--- start of SOURCE RECORDS ---

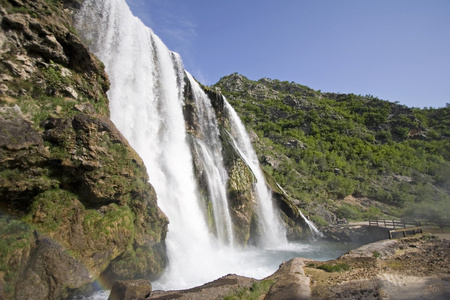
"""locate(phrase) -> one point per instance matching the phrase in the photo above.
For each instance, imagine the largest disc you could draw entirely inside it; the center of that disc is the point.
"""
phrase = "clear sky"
(396, 50)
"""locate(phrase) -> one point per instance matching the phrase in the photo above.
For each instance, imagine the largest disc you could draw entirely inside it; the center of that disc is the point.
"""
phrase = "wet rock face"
(129, 290)
(74, 196)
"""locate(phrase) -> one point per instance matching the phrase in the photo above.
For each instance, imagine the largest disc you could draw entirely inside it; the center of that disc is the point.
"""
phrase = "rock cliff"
(74, 196)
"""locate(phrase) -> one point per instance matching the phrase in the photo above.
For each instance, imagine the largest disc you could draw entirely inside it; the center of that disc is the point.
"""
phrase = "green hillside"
(346, 155)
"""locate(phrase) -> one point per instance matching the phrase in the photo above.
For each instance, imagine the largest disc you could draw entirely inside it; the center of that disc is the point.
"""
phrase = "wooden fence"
(393, 223)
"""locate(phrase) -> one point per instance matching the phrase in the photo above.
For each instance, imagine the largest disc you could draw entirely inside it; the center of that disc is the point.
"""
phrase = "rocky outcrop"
(131, 290)
(217, 289)
(410, 268)
(74, 196)
(241, 180)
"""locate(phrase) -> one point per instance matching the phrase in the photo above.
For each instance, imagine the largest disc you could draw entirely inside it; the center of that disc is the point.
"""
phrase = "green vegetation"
(253, 293)
(324, 147)
(334, 268)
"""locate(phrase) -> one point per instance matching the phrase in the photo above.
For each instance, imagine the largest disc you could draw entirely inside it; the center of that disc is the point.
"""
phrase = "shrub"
(334, 268)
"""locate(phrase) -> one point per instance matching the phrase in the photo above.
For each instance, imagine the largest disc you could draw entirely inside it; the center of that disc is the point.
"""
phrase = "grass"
(255, 292)
(334, 268)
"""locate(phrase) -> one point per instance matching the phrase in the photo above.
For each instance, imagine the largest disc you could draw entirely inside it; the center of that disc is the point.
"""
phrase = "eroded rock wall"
(74, 196)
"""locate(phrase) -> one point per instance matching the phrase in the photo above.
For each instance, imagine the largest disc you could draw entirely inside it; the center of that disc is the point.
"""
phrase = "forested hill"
(347, 155)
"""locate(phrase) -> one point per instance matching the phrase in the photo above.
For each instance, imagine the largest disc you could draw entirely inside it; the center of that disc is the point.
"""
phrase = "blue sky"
(396, 50)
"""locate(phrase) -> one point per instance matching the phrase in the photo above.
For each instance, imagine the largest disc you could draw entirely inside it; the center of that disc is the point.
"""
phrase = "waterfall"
(146, 103)
(272, 230)
(314, 231)
(312, 227)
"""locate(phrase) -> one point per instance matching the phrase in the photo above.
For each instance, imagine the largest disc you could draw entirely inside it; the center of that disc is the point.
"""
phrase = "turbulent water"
(146, 102)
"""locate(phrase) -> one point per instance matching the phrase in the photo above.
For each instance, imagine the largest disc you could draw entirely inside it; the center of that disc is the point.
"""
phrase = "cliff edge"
(75, 202)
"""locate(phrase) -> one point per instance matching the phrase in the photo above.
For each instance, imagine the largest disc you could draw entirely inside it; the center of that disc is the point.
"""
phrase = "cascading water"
(146, 105)
(272, 230)
(146, 102)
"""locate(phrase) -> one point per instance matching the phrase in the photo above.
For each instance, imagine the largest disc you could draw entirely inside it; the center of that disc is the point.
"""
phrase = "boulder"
(131, 290)
(290, 282)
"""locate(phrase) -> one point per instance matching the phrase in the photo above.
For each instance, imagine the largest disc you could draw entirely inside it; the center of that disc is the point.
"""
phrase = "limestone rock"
(65, 169)
(290, 282)
(131, 290)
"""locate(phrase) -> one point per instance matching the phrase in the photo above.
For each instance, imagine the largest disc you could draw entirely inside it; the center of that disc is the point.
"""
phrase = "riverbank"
(414, 267)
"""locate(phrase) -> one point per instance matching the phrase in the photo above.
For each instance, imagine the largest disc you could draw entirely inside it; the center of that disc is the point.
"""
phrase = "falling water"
(147, 81)
(272, 230)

--- end of SOURCE RECORDS ---

▸ **AIM**:
All of the material above is to be copied exactly, except for its images.

▸ **TASK ANSWER**:
"""locate(phrase) -> one point per instance matching the phrase in the photo above.
For each instance, imagine the largest disc you could draw entirely inside it; the center of that disc is the point.
"""
phrase = "clear sky"
(396, 50)
"""locate(phrase) -> one point per instance matching the phrase in the photo above.
For each instance, imagine the largest disc you could draw entirely inside it; the center of that disc is the point.
"""
phrase = "wet rock face"
(129, 290)
(74, 196)
"""locate(phrase) -> one point per instance matching the phrase in the photo above.
For each instance, imagine the largest disc you could draw entirely inside it; the center of that disc is the point.
"""
phrase = "rock cliff"
(74, 196)
"""locate(phrase) -> one point per instance matching the phrase in the photo above.
For each instance, imagine the largest disc you could draw entirely inside it; the center of that disc is the point.
"""
phrase = "green hillside"
(346, 155)
"""locate(phrase) -> one point per instance matching the phrase in the photo above.
For each instance, imagine the largest disc you could draw entirely inside it; the center of that disc is the point.
"""
phrase = "wooden fence"
(393, 223)
"""locate(phrase) -> one point per instance matching the phrase in the photo above.
For each instance, imagine the largest disc you could draw entirely inside it; the center of that disc is the point.
"""
phrase = "rocky outcrop"
(131, 290)
(217, 289)
(410, 268)
(74, 196)
(241, 180)
"""locate(phrase) -> one point per instance matching the phrase in the photo above.
For each instance, imagine the largest disc you could draw entirely inside it; the center of that disc is the point.
"""
phrase = "green vegetation"
(253, 293)
(324, 147)
(334, 268)
"""locate(phrase) -> one point per instance matching the phrase in the photo above.
For each instance, imagine the largest disc you could draw entirely inside it; the center of that disc is the point.
"""
phrase = "shrub"
(334, 268)
"""locate(phrase) -> one point per instance matching the phrase in the photo above.
For each instance, imagine the largest disc you could draw entirely inside it; the center of that disc is the point.
"""
phrase = "grass"
(255, 292)
(334, 268)
"""locate(phrase) -> one point per instance matching the phrase in the photo above.
For each instance, imagine the largest disc you could draw entirely inside it; the center of that disc is the point.
"""
phrase = "eroded rock wall"
(74, 196)
"""locate(phrase) -> one point per instance matching the phrase in the photo above.
For each instance, imagine the largest disc you could draw entirely inside it; the center of that disc is the point.
"""
phrase = "forested hill"
(347, 155)
"""locate(phrase) -> one point per instance matching the phrase in the photo above.
For each instance, imagine the largest disc you could draw entirely inside it; the center of that disc is the point.
"""
phrase = "blue sky"
(396, 50)
"""locate(phrase) -> one point per instance matching the phrase in the photo above.
For each instance, imagine the largest disc you could draw entirely inside it; the center of that disc is the point.
"""
phrase = "waterfall"
(146, 103)
(272, 230)
(314, 231)
(312, 227)
"""locate(phrase) -> one point per instance matching the phrase in the photo above.
For each instance, imagine the largest disc you could draw entirely inside it; the center of that disc is the point.
"""
phrase = "turbulent water"
(146, 102)
"""locate(phrase) -> one point per instance matching the phrase in the photo above.
For each instance, imagine the largest disc you could draw entirely inside it; the center of that disc is the point.
"""
phrase = "cliff edge"
(75, 202)
"""locate(phrase) -> one point per instance matching the phrase in the photo above.
For each instance, imagine the largest disc you could draw entirely inside it; the center of that disc is the point.
"""
phrase = "cascading water"
(146, 105)
(272, 230)
(146, 102)
"""locate(phrase) -> one point per instance matching the phrase in the photo above.
For each instance, imagine the largest disc you could draw entirely inside it; the center of that disc is the point.
"""
phrase = "boulder"
(131, 290)
(290, 282)
"""locate(phrase) -> one point per instance matching the phrase in the photo above.
For each instance, imagine the largest disc you could draw entirely inside it; the center of that disc is the point.
"""
phrase = "limestone rock"
(65, 169)
(290, 282)
(131, 290)
"""locate(phrase) -> one point per instance matching the phrase in the photo above.
For each instance, imagine the largest disc you could draw entirely inside it; the center of that disc is the point.
"""
phrase = "riverbank"
(414, 267)
"""locate(phrase) -> one point per instance matching the phrase in the photo above.
For each instance, imagine the largest disc you could draw entirely inside it; the center of that disc is the point.
"""
phrase = "falling water"
(147, 81)
(272, 230)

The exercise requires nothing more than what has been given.